EXTRACT PROVIDED ::
+---+

Around 1750, things began to change. Neo-hippocratic medicine, which had reigned supreme in the 17th century, gave way to new ideas about the importance of fresh air, exercise and exposure to changes of temperature. It was for duty rather than pleasure that the first holiday-makers went to the seaside. Cold bathing was said to spark appetite, cut the libido, keep young girls serene during puberty, make rickety children straight, give hope to barren women and prevent men of little virility from becoming too effeminate.

A further boost for the sea was given by the monolithic phenomenon known as 'the rise of Romanticism'. Burke and Kant's aesthetic theories of the sublime gave intellectual and moral value to the waves. Artists outdid one another to be nice to the sea. Caspar David Friedrich, Byron, Turner, Shelley and Keats all presented it as a magical place where man might rediscover the spiritual side of his being.

Alongside this aesthetic interest came the development of the seaside resort. From a modern perspective, it is hard to understand why people flocked to the dismal climate of Brighton or Scarborough, but it was the glacial sea that had provided the initial medical rationale, and the presence of members of the aristocracy did the rest. Resorts became centres of social life. Each had its coterie of royal visitors, and men and women spent seasons gliding up and down the piers looking for suitable matches.

The cultural history of a giant, abstract theme such as the sea is bound to remain an episodic, fragmented account. Corbin is adept at tracking down obscure travellers' notebooks, but he shows little interest in filling us in on even the briefest economic reasons for the new seaside enthusiasm - namely, the rise of the middle classes in the wake of the Industrial Revolution, greater mobility between ranks, improvement in real wages and the spread of railways. He makes hardly any attempt to distinguish the differences in attitudes across Europe: we rarely have mention of southern Europe, or indeed the United States.

Similar changes were happening in attitudes to the land. The new-found enthusiasm for both sea and land was part of a general shift sparked by increasing mechanisation and the spread of urban life. People could wax lyrical about the landscape now that it no longer harboured wolves and witches, much as they could feel enthusiasm for the sea now that it had been charted and its secrets catalogued, and could be experienced from the safety of a covered pier or bathing hut.

Corbin too often gives us the impression that he started with a premise and then went to look for evidence to support it - despite the emergence of awkward facts, for instance that the Romans loved the seaside long before 1750, built many resorts and villas and celebrated the sea in their art; or, indeed, that the people of southern Europe have always enjoyed swimming. His book is a classic illustration of what happens when historians try to harness a set of developments into a fascinating thesis, only to find the evidence too complex to be neatly fitted in.

+---+

SOURCE MATERIAL ::
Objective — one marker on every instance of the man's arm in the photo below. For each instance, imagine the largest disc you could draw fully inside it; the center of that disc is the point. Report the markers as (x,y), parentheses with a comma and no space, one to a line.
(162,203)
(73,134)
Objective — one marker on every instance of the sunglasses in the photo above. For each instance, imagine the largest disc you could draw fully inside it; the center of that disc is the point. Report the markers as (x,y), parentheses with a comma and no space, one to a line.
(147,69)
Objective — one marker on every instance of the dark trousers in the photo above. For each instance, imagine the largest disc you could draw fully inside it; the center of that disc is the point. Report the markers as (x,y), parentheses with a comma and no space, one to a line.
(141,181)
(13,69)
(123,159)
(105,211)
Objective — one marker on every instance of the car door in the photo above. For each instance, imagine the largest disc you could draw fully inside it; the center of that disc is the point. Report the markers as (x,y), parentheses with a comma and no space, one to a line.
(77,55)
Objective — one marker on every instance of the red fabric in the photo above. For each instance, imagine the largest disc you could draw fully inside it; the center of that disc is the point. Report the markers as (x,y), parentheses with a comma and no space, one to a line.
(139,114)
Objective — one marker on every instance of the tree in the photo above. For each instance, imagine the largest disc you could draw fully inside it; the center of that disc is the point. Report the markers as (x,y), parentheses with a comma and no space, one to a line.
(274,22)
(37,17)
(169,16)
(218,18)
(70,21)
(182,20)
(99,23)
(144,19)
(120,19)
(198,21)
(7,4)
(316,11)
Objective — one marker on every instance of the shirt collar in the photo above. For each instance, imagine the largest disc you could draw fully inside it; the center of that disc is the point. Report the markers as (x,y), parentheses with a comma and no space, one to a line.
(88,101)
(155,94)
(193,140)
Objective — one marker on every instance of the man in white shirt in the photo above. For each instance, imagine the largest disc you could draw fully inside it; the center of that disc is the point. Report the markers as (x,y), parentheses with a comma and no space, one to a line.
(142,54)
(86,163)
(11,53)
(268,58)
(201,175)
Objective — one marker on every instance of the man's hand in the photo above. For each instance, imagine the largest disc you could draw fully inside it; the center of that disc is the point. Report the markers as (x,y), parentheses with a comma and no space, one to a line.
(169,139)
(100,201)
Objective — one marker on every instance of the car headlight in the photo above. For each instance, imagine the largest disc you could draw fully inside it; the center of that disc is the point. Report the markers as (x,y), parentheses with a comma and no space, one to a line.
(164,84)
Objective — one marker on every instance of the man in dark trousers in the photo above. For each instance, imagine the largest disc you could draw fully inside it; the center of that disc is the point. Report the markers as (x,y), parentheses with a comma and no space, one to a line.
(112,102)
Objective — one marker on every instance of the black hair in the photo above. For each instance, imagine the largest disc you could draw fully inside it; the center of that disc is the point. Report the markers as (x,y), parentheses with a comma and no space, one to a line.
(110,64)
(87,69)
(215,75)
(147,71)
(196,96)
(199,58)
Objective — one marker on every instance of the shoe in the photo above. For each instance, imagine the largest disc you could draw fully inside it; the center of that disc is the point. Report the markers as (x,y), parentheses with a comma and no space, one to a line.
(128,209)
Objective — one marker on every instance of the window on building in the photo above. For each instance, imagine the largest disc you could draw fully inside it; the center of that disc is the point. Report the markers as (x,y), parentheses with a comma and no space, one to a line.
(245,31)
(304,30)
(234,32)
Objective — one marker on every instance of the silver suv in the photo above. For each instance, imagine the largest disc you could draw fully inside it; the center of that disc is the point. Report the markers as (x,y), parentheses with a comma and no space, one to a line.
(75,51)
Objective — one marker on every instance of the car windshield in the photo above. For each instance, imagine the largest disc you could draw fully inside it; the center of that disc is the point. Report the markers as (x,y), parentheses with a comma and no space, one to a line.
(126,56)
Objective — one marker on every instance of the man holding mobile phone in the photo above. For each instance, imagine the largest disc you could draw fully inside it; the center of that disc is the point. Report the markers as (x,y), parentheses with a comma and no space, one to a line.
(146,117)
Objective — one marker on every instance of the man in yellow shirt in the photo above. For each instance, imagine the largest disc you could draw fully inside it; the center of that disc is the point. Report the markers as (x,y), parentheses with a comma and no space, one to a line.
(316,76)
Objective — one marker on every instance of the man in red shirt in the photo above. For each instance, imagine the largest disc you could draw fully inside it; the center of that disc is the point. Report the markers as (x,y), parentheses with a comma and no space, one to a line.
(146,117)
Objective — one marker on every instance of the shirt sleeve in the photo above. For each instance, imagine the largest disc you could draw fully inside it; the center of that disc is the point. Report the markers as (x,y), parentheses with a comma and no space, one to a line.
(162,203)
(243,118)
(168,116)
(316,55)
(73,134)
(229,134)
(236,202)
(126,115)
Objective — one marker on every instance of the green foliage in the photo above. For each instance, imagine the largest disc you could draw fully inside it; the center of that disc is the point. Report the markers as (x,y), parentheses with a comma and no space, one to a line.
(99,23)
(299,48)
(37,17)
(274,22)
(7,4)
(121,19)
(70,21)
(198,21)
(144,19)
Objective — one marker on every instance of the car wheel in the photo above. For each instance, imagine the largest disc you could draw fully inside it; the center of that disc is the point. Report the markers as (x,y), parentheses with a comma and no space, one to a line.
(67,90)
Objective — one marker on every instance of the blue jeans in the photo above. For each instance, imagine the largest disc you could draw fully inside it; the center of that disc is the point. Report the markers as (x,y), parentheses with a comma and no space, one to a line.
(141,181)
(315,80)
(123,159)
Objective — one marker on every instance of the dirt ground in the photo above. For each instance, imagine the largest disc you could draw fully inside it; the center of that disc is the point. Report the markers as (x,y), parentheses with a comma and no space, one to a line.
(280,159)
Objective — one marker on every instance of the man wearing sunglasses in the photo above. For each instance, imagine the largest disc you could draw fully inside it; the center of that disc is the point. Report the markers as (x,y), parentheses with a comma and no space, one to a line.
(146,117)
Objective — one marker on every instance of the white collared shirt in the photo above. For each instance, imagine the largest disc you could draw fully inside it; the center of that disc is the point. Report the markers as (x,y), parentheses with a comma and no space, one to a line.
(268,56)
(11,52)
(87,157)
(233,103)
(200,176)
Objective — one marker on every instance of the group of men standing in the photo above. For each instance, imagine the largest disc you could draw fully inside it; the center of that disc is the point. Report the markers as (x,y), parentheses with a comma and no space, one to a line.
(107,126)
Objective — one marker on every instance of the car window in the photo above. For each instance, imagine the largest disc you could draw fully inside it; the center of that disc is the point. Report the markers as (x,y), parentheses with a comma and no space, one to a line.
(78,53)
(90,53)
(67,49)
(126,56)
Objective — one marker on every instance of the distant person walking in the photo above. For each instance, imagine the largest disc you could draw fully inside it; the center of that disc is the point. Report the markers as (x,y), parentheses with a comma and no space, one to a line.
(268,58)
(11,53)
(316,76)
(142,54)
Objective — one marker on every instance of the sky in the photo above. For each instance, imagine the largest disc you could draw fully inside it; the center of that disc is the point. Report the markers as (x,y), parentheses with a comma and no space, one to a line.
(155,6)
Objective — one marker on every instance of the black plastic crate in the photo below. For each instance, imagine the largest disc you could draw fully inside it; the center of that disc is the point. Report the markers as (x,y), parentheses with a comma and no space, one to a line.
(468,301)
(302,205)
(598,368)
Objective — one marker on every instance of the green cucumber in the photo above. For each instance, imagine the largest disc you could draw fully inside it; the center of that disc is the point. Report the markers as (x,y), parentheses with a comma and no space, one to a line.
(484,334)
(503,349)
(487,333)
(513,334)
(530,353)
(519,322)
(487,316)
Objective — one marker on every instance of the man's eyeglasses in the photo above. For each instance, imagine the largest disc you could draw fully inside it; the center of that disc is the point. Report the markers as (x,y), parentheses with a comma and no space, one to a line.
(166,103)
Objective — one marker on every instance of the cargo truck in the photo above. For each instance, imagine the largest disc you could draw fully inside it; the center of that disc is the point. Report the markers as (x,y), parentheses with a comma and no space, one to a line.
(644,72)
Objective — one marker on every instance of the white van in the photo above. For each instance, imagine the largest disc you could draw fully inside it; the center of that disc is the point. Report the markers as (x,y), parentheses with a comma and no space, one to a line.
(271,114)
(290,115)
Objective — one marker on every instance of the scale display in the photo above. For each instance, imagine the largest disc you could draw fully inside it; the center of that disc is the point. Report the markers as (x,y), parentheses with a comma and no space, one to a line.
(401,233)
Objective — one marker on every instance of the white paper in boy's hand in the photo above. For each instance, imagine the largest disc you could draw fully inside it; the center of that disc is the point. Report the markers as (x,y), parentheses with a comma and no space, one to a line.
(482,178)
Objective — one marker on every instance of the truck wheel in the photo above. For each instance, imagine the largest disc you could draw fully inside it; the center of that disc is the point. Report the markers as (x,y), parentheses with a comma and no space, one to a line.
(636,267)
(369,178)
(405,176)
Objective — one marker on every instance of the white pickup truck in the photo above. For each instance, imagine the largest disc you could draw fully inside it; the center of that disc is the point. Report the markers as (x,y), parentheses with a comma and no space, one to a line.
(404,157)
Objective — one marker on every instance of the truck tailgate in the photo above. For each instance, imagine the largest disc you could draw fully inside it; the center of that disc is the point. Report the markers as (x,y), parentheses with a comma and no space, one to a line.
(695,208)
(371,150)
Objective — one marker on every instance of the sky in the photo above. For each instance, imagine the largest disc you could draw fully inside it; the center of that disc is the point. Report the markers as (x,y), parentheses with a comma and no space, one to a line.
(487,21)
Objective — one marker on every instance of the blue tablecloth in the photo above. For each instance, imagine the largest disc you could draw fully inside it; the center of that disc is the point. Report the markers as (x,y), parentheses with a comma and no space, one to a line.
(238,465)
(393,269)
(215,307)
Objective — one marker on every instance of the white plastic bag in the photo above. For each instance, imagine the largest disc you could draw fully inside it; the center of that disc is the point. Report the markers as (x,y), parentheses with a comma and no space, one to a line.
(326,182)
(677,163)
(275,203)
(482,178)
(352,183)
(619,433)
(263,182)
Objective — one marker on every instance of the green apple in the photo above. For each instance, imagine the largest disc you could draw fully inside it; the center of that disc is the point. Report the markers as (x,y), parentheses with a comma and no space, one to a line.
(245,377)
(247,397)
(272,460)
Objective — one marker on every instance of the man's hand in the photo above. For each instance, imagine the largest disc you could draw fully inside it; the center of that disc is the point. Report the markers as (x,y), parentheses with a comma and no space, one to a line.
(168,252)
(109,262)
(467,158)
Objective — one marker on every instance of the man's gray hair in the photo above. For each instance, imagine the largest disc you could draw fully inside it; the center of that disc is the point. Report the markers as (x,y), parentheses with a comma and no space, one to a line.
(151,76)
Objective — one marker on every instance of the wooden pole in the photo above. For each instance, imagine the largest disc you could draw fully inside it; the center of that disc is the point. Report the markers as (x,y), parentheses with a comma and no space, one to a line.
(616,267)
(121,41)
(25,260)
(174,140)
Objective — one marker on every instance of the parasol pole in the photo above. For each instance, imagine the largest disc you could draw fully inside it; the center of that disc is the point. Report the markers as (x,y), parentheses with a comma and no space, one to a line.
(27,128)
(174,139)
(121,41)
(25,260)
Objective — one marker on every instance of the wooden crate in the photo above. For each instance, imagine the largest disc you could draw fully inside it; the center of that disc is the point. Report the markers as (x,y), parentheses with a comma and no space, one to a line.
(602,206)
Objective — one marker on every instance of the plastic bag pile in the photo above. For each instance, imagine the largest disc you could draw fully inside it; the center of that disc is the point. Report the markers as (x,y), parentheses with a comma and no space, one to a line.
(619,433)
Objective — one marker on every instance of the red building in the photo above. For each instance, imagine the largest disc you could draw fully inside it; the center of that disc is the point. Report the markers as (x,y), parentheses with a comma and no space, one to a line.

+---+

WHAT YOU NEED TO DO ::
Transcribe the passage of the review of Corbin's history of the seaside above, between "Similar changes were" and "or bathing hut.", inclusive.

RESULT OF THIS EXERCISE ::
Similar changes were happening in attitudes to the land. The new-found enthusiasm for both sea and land was part of a general shift sparked by increasing mechanisation and the spread of urban life. People could wax lyrical about the landscape now that it no longer harboured wolves and witches, much as they could feel enthusiasm for the sea now that it had been charted and its secrets catalogued, and could be experienced from the safety of a covered pier or bathing hut.